Photo-based referring expression data:
=== Section Start ===

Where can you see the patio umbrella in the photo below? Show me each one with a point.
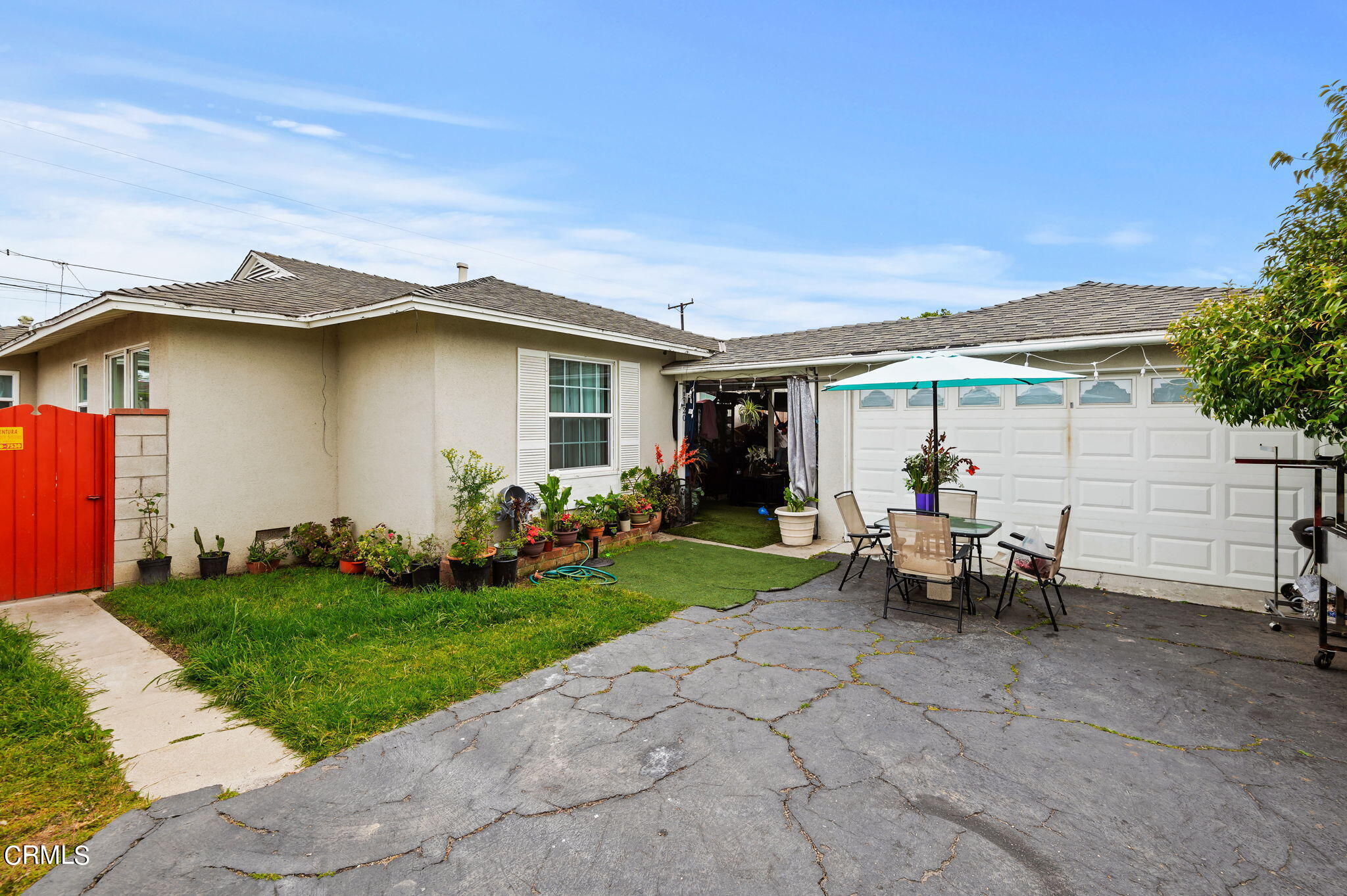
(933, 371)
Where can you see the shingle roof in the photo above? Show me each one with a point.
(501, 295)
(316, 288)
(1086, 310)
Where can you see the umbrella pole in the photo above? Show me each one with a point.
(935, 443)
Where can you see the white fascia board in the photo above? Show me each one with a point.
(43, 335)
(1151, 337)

=== Section End ===

BRIEF: Output every line above exactly as it stands, and drop any picture.

OUTPUT:
Where can you see the patio umbrella in the photo below? Show me each one with a point.
(933, 371)
Where can you see the shingle roof in the photo above? Show me each one with a point.
(501, 295)
(316, 288)
(1086, 310)
Where can you see the umbrella pole in the photo above? Show me each one with a point.
(935, 443)
Where can you see the white fascia board in the photo above? Show me each one with a point.
(43, 335)
(1151, 337)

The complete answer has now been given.